Exercise brief —
Please transcribe the following records in full, exactly as given.

Supplied data —
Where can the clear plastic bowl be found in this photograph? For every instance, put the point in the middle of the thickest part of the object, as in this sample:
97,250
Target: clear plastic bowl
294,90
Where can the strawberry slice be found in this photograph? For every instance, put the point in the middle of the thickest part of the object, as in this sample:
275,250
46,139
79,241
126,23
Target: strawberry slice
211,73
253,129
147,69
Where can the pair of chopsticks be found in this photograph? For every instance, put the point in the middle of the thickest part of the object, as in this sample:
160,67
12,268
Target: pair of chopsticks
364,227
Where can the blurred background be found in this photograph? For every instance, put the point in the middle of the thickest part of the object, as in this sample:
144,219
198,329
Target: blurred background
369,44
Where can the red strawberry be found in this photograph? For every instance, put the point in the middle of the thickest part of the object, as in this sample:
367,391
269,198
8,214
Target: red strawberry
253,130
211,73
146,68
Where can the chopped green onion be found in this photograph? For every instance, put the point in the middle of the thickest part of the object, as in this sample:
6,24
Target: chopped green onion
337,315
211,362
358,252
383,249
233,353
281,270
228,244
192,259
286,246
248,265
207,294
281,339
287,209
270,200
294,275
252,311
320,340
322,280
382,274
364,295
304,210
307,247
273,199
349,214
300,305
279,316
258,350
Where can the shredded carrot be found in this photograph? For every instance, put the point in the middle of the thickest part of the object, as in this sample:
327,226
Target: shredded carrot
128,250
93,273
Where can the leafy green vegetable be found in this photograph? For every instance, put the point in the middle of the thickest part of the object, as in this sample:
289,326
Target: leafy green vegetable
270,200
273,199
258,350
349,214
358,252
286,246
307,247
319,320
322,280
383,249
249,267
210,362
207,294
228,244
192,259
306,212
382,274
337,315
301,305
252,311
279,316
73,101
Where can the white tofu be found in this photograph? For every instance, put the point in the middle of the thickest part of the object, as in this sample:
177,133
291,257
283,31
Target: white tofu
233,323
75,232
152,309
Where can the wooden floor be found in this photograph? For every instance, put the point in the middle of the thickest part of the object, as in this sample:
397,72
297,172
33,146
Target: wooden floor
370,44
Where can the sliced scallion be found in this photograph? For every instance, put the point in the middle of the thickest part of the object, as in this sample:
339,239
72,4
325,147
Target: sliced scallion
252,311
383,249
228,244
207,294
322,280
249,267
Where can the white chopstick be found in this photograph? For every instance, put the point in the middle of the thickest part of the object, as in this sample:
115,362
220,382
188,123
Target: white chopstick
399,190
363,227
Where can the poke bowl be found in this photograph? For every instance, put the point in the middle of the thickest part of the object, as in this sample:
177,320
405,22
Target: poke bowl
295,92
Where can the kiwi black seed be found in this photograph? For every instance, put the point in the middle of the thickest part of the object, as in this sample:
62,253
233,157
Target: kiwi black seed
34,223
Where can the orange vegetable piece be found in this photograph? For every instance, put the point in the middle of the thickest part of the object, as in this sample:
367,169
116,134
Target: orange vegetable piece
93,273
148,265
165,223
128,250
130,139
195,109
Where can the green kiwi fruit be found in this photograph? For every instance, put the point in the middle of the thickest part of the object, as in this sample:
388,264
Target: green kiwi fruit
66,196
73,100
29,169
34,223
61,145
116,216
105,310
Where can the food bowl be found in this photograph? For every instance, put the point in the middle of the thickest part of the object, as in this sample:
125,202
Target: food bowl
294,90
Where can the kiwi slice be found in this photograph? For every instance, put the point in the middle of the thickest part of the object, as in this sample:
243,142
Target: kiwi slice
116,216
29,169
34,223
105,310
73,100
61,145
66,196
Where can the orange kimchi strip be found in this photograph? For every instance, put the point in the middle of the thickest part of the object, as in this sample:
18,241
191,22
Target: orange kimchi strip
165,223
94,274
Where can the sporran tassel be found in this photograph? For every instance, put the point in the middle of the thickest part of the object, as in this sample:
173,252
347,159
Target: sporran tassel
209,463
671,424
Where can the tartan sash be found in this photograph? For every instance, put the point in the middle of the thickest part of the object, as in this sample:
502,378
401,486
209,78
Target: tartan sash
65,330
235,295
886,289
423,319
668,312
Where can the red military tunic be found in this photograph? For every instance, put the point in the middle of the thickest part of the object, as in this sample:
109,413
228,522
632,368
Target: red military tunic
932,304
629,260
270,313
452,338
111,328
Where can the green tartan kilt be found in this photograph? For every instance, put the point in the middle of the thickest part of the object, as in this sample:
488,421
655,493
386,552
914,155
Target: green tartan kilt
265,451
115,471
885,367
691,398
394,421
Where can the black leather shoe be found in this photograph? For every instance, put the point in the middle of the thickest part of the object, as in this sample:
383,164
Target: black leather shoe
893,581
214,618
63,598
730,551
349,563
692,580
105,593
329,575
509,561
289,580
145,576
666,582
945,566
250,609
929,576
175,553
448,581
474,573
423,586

Solution to the problem —
Where can the clear plastic bowl be found in this photograph? For every instance, put the point in the middle of the thickest part of the object, as in this sample:
97,250
Target: clear plastic bowl
294,90
Where can the strawberry slice be found in this photograph? For every instance, put the point in the middle of the thickest part of the object, as in this sample:
275,250
46,139
79,241
126,23
Target: strawberry slice
211,73
253,129
147,69
Where can the pair of chopsticks be found in this photograph? For every instance, put the point in the middle of the thickest part of the object, as in this sample:
160,67
12,268
Target: pair of chopsticks
364,227
Where can the blurred background be found in this photograph? For every instance, put the point in the middle of the thickest part of the object, as in this sample:
144,219
198,329
Target: blurred background
369,44
Where can the red strawberry be found in this photograph? For every instance, put the point in the middle of the thickest part of the object, as in this sample:
367,391
269,198
8,214
Target: red strawberry
253,130
211,73
146,68
Where can the chopped green onion be found in this photograph? For every instance, put the point in the middle of the thickest part of the object, as in this sample:
6,24
Target: chopped green onion
337,315
211,362
358,252
383,249
233,353
281,270
228,244
192,259
286,246
248,265
207,294
281,339
287,209
270,200
294,275
252,311
320,340
322,280
382,274
364,295
304,210
307,247
273,199
349,214
300,305
279,316
258,350
Where can the shredded carrot be found in this photograph? For every instance, put the point in the middle of the thickest part of the object, as in this sample:
327,226
Target: shredded carrot
128,250
93,273
Where can the leafy green vegetable be found in this photograph? For every instance, put the point in the middle of the thickest part of the object, as in this sample:
289,326
Target: leafy green vegetable
270,200
273,199
258,350
349,214
358,252
286,246
307,247
319,320
322,280
383,249
249,267
210,362
207,294
228,244
192,259
306,212
382,274
337,315
301,305
252,311
279,316
73,101
Where can the white tofu be found in this photograph? For every instance, put the point in the middle of the thickest part of the object, as in this sample:
177,133
291,257
283,31
Target: white tofu
233,323
75,232
152,309
Where can the wooden floor be found in this photograph? For every instance, put the point in the middle of the thickest part of the object, as in this sample:
397,72
297,172
33,146
Target: wooden floor
370,44
Where can the sliced scallion be found in this photograph? For every instance, put the point in the middle of the thickest part of the object, as in this sample:
339,239
72,4
325,147
Target: sliced scallion
252,311
383,249
228,244
207,294
322,280
249,267
Where can the white chopstick be found in this photograph? For every instance, put the point in the middle of the thickest part of the object, as in this sample:
115,362
220,382
188,123
Target: white chopstick
399,190
363,227
Where can the poke bowl be found in this photograph? For every instance, put the point in the middle of the thickest part of the object, as in this sample:
177,320
405,22
Target: poke bowl
295,92
Where can the kiwi black seed be found in this photograph? For every instance, put the point in the middle of the thickest part of the object, as in this sample:
62,253
233,157
Target: kiwi black seed
34,223
Where can the orange vegetable piece be found in this photograph? For every instance, put the point in the middle of the thickest part of the object, as in this sample:
367,169
116,134
Target: orange vegetable piece
93,273
148,265
165,223
128,250
130,139
195,109
Where can the green kiwi fruit be found in this photograph? For every instance, put the point in the middle of the thickest part of the object, as in this sample:
388,264
Target: green kiwi fruit
66,196
73,100
29,169
34,223
61,145
116,216
105,310
Where can the food bowl be found in this photograph? For every instance, put the point in the middle of the thickest part of the object, as in this sample:
125,202
Target: food bowl
294,90
Where can the kiwi slice be found in this photograph? For every instance, put the point in the middle of the thickest part of the object, as in this sample:
243,142
Target: kiwi slice
116,216
29,169
34,223
105,310
73,100
61,145
66,196
Where can the orange kimchi strip be found in this photograph? For every instance, put the point in the middle of the thickest part of the object, as in this sample:
18,241
191,22
Target: orange kimchi strip
165,223
94,274
Where can the sporran tassel be found in this photograph? For every instance, put the point in the middle of the thickest part of the object, as in this sample:
173,252
347,159
Target: sporran tassel
209,463
671,424
Where can the tartan sash be found in this photograph? For every instance, put the point in the middle of the thickest part of the object, as in this sample:
502,378
401,486
209,78
Target: tartan sash
65,330
235,295
886,289
423,319
668,312
Where can the red military tunic be found in this photograph? For every instance, put the point in the middle of the thickest part of the object, as in this sample:
109,413
228,522
632,368
Target: red military tunic
932,304
629,260
270,313
452,338
111,328
Where can the green tartan kilt be found in this photograph? For every instance, put the point in the middle of the thickest part of the object, as in this sample:
488,421
655,493
386,552
914,155
Target: green tartan kilt
265,451
115,471
885,367
691,398
394,421
Where can the black leather shoe be found in this photograph? For every instance, put the point in the middle of the thickest part of the object, as in this sample:
383,164
Target: black leather shoe
893,581
214,618
63,598
730,551
349,563
692,580
105,593
329,575
509,561
289,580
145,576
666,582
945,566
250,609
929,576
175,553
448,581
474,573
423,586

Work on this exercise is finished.